=== Trecho da página ===

Em sua dissertação de mestrado, desenvolvida no Instituto de Estudos da Linguagem (IEL), ao estudar as (re)negociações culturais e as memórias dos holandeses e brasileiros de Arapoti/PR, Ályda chegou à conclusão de que é necessário olhar mais longe para entender o que está em jogo nessa relação: olhar para as diferenças culturais como diálogos que estão sempre em negociação e entendê-los como processo pois, se forem olhados como produtos, não será possível enxergar as tessituras dos discursos.
Esse entendimento foi fundamental porque, segundo ela, geralmente se pensa que, numa comunidade de imigrantes, eles são todos iguais. “As pessoas pensam e agem diferente. Mas nosso estudo aponta que existe sim um processo de renegociação cultural entre holandeses, entre brasileiros e entre holandeses e brasileiros.”
A pesquisadora conta que uma vez não foi convidada para um aniversário de uma amiga, filha de um casal puro (termo usado pelos holandeses para se diferenciar de casais mistos – brasileiros e holandeses), porque era filha de um casal misto. Outra situação envolveu o primeiro jogo de futebol em que Ályda jogou no Zeskamp [olimpíadas intercoloniais que acontecem todo ano no Brasil]. Ela teve que apresentar identidade para comprovar que descendia de holandeses.
Desde a graduação, amadureceu esses questionamentos e trabalhou no mestrado com narrativas orais num trabalho etnográfico. Os dados foram gerados mediante entrevistas, diário de campo e de suas próprias memórias. Utilizou ainda fotografias e objetos para estimular as narrativas de 13 participantes, holandeses e brasileiros em um trabalho feito entre 2014 e 2015.
Orientada pela docente do IEL Daniela Palma, a mestranda, que é linguista aplicada, observou os sujeitos que falam de lugares diferentes, mesmo pertencendo à mesma colônia, à mesma cidade. Viu como é a (re)negociação das diferenças culturais entre os próprios holandeses na colônia, pensando em casais mistos também e os que não são da colônia.
“É isso que me faz pensar em cultura – um conjunto de costumes, práticas e ideologias que faz com que um se diferencie do outro. É quando sujeitos falam desses lugares diferentes que chamo de renegociação cultural ou diálogo intercultural”, explicou. “As narrativas orais trazem fatos do passado que são renegociados no presente.”
Negociações
Os holandeses vieram ao Brasil dez anos após o fim da II Guerra Mundial. Eles ainda tinham consequências econômicas e sociais no seu país. Vieram porque apostaram em uma nova vida. Desembarcaram de navio em Santos após 17 dias de viagem. Chegaram a Arapoti de ônibus no dia 9 de junho de 1960. Atualmente, a colônia tem 56 anos. É a mais nova do Brasil (há outras cinco: Holambra 1, Holambra 2, Castrolanda, Carambeí e Não-me-Toque).

=== Enunciado A ===
Segundo o trecho da página, em que data os holandeses chegaram a Arapoti?
=== Enunciado B ===
Enumere as outras colônias holandesas no Brasil mencionadas no trecho da página, além da de Arapoti.

=== Entradas extraídas ===
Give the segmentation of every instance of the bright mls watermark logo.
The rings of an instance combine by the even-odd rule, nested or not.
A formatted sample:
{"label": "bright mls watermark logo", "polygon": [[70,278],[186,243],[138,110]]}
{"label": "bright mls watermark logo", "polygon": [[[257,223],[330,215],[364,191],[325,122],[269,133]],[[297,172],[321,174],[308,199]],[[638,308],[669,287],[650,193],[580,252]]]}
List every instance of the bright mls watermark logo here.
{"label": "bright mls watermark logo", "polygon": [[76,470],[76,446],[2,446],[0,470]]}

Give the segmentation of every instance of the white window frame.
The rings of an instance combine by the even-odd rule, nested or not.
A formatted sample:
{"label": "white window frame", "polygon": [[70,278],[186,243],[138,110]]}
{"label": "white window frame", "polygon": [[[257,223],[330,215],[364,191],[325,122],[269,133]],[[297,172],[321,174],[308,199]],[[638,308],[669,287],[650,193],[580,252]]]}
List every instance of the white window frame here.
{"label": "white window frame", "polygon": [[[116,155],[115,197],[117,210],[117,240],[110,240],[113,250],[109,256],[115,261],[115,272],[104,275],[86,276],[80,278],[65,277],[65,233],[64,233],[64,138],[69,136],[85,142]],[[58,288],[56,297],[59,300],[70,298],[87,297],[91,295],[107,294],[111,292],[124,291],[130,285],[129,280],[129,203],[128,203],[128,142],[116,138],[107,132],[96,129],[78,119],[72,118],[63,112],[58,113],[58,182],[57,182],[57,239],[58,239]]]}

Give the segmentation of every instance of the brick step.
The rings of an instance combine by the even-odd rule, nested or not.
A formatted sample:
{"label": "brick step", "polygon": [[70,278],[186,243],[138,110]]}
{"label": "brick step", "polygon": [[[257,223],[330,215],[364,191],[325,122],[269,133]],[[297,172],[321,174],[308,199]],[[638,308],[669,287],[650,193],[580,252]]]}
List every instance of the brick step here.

=== Resposta esperada A ===
Em 9 de junho de 1960.

=== Resposta esperada B ===
Holambra 1, Holambra 2, Castrolanda, Carambeí e Não-me-Toque.